Aufgabe:
Beantworte kurz diese Fragen zum Blog-Beitrag unten:
1. An welchem Tag erschien der ursprüngliche Blog-Beitrag?
2. Welche Art von Fragen sollten die Leser stellen?
3. Warum nennen die Verfasser keine Namen von Verantwortlichen?

Hier unser ursprünglicher Blog-Beitrag vom letzten Donnerstag, 20.07.2023:

Da das Thema so viele unterschiedliche Ebenen hat, ist es nicht einfach es in allen Facetten zu verstehen. Daher hatten wir angekündigt, dass Ihr uns einfach Verständnisfragen stellen könnt – die wir dann ausführlich beantworten. Wir möchten auch weiter dabei bleiben, keine Namen von Verantwortlichen zu nennen, da wir keine persönliche Auseinandersetzung führen möchten, sondern eine Lösung in der Sache suchen.

Hier sind Eure Fragen & Antworten:

Frage: Gibt es schon eine offizielle Reaktion der Behörden oder Politik?

Gespeicherte Zeilen:
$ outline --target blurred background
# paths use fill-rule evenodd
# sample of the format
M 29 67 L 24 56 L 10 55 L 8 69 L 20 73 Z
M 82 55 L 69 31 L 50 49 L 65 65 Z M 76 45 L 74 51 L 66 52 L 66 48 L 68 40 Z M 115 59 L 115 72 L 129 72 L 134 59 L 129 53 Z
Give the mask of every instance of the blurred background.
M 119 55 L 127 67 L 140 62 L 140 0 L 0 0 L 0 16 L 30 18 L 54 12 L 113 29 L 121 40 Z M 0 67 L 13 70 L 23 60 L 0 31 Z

--

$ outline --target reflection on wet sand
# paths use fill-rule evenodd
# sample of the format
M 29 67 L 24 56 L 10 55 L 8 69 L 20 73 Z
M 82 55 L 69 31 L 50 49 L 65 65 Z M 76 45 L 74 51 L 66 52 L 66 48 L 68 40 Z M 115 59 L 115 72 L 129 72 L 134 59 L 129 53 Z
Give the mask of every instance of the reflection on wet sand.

Gelöste Aufgabe:
1. Am Donnerstag, dem 20.07.2023.
2. Verständnisfragen.
3. Sie möchten keine persönliche Auseinandersetzung führen, sondern eine Lösung in der Sache suchen.